(Data extract)
•••••

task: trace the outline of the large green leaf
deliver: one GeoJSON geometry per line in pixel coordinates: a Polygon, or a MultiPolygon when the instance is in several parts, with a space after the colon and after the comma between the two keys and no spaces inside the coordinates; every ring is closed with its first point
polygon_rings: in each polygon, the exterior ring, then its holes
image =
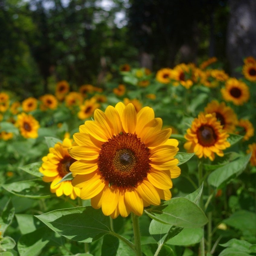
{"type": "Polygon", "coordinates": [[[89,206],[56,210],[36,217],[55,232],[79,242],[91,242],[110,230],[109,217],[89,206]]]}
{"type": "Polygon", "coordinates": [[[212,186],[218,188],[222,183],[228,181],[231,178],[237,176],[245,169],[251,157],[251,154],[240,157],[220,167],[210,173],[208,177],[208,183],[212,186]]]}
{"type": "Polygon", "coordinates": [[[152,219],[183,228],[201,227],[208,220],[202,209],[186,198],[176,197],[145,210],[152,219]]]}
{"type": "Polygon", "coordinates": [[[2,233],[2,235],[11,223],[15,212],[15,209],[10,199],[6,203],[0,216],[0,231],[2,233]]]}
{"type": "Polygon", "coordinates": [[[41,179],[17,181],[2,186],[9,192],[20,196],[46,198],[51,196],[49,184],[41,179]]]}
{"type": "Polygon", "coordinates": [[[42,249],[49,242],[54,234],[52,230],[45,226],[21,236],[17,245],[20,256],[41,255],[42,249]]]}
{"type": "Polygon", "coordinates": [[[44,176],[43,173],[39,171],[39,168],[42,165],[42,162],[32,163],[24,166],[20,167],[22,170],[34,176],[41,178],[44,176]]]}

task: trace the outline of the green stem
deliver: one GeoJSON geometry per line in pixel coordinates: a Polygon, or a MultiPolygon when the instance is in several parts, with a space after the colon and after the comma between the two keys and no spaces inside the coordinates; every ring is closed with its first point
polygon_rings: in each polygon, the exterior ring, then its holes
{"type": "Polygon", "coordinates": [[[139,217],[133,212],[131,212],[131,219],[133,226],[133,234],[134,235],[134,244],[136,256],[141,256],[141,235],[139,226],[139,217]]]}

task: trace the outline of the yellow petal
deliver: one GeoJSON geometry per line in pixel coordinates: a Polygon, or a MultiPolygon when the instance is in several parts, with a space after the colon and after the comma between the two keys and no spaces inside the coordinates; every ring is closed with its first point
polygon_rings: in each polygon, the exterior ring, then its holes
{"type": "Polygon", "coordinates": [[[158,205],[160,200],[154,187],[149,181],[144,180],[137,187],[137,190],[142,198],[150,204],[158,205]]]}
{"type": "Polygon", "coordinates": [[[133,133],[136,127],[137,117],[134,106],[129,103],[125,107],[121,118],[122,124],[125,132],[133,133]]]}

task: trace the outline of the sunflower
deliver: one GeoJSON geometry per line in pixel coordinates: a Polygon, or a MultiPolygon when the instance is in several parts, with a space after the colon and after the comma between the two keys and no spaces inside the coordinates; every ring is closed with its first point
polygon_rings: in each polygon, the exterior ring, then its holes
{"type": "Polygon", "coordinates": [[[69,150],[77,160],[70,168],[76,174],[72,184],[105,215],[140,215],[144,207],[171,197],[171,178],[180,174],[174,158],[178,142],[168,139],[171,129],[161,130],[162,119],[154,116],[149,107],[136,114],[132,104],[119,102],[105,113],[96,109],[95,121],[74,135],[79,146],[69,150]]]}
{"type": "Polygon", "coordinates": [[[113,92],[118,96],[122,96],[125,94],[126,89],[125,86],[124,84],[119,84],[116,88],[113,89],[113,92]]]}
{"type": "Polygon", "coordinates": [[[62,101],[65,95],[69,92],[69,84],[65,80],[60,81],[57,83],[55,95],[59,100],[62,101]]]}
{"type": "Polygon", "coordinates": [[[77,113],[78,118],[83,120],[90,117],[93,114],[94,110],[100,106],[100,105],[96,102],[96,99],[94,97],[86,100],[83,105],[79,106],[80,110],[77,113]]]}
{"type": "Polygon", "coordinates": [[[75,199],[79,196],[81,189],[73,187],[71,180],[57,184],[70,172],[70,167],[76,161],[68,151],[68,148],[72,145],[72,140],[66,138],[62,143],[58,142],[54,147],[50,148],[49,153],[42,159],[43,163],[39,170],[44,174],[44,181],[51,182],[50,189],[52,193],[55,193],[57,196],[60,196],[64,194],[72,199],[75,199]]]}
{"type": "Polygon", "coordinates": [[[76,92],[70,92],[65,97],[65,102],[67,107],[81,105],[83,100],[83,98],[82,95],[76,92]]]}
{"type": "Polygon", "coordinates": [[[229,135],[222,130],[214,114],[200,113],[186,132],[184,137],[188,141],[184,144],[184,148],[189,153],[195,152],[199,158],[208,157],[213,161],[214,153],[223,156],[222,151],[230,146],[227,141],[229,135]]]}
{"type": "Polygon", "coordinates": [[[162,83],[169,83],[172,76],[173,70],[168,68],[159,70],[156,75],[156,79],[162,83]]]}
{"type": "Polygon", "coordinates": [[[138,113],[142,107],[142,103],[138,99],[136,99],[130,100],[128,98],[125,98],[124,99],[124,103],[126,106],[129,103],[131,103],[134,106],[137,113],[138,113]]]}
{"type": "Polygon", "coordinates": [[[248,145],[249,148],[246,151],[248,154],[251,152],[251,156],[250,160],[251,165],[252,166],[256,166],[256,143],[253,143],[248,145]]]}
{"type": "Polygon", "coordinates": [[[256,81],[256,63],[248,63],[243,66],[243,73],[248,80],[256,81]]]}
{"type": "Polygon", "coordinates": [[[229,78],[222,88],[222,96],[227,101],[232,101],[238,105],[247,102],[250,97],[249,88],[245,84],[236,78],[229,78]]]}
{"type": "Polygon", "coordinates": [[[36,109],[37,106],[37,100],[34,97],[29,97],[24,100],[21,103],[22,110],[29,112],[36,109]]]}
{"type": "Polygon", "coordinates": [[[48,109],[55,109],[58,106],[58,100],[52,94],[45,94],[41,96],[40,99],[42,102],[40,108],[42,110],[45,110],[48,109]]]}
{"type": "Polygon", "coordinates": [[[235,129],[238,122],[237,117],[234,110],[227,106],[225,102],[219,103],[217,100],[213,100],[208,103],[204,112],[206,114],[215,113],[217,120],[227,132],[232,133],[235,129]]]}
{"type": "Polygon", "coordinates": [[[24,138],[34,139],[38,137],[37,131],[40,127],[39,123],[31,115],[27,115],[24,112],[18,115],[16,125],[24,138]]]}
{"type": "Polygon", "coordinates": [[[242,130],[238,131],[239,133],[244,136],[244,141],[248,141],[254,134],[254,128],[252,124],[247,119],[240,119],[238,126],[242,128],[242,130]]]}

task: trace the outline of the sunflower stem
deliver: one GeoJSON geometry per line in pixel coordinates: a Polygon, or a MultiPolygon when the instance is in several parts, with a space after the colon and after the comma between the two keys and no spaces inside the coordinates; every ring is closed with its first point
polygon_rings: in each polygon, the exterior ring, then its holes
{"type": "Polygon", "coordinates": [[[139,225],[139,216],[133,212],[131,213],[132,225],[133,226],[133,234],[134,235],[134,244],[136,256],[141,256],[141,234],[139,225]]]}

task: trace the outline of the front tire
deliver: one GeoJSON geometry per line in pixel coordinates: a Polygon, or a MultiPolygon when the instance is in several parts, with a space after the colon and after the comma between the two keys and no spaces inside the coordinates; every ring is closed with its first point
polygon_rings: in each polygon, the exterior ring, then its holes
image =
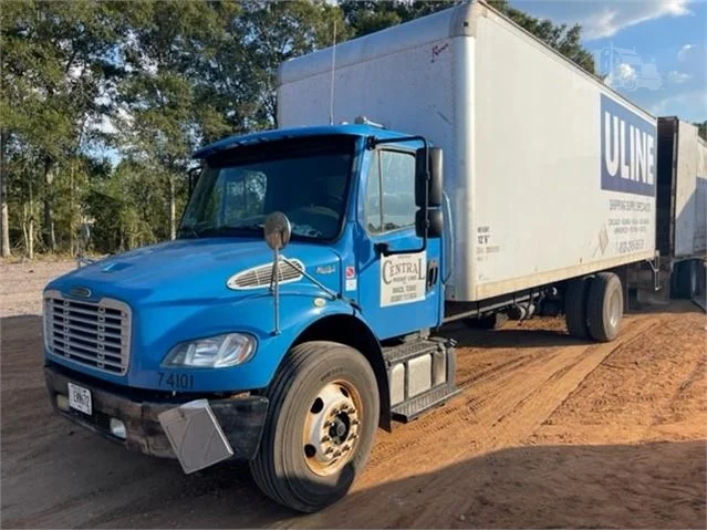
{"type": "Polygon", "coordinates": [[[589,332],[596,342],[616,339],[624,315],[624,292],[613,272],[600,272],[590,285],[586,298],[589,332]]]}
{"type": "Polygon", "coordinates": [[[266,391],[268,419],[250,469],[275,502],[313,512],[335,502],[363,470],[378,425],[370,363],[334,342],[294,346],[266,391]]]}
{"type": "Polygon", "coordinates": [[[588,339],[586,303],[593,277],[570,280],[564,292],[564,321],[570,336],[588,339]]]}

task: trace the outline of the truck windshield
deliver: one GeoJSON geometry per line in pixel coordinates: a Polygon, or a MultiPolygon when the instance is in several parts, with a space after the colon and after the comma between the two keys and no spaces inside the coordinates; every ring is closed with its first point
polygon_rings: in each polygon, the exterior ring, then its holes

•••••

(Exercise requirements)
Reproduce verbatim the lines from the one holding "task: trace the outline of the front tire" through the last line above, both included, and leave the pictures out.

(The completed task)
task: trace the outline of the front tire
deliver: one GeoJSON geometry per line in pixel coordinates: a Polygon, or a MultiPolygon when the instance is in several parts, with a space after the colon and after the comma between the two keys and no spaces inside the coordinates; every ring is closed with its first point
polygon_rings: in each polygon, the exterior ring, then its holes
image =
{"type": "Polygon", "coordinates": [[[589,332],[596,342],[616,339],[624,315],[624,292],[613,272],[600,272],[590,285],[586,298],[589,332]]]}
{"type": "Polygon", "coordinates": [[[266,391],[268,419],[250,469],[275,502],[313,512],[335,502],[363,470],[378,425],[370,363],[334,342],[294,346],[266,391]]]}
{"type": "Polygon", "coordinates": [[[588,339],[586,303],[593,277],[570,280],[564,292],[564,321],[570,336],[588,339]]]}

task: trace the outline of the truck windshield
deliver: one GeoJSON geometry per line in pixel coordinates: a Polygon, or a MultiPolygon when the instance is in several parts, with a space after the colon and after the comma between the two keys and no spaces inside the coordinates; every ring is closed with its first point
polygon_rings: in each polygon, the exterior ring, then its holes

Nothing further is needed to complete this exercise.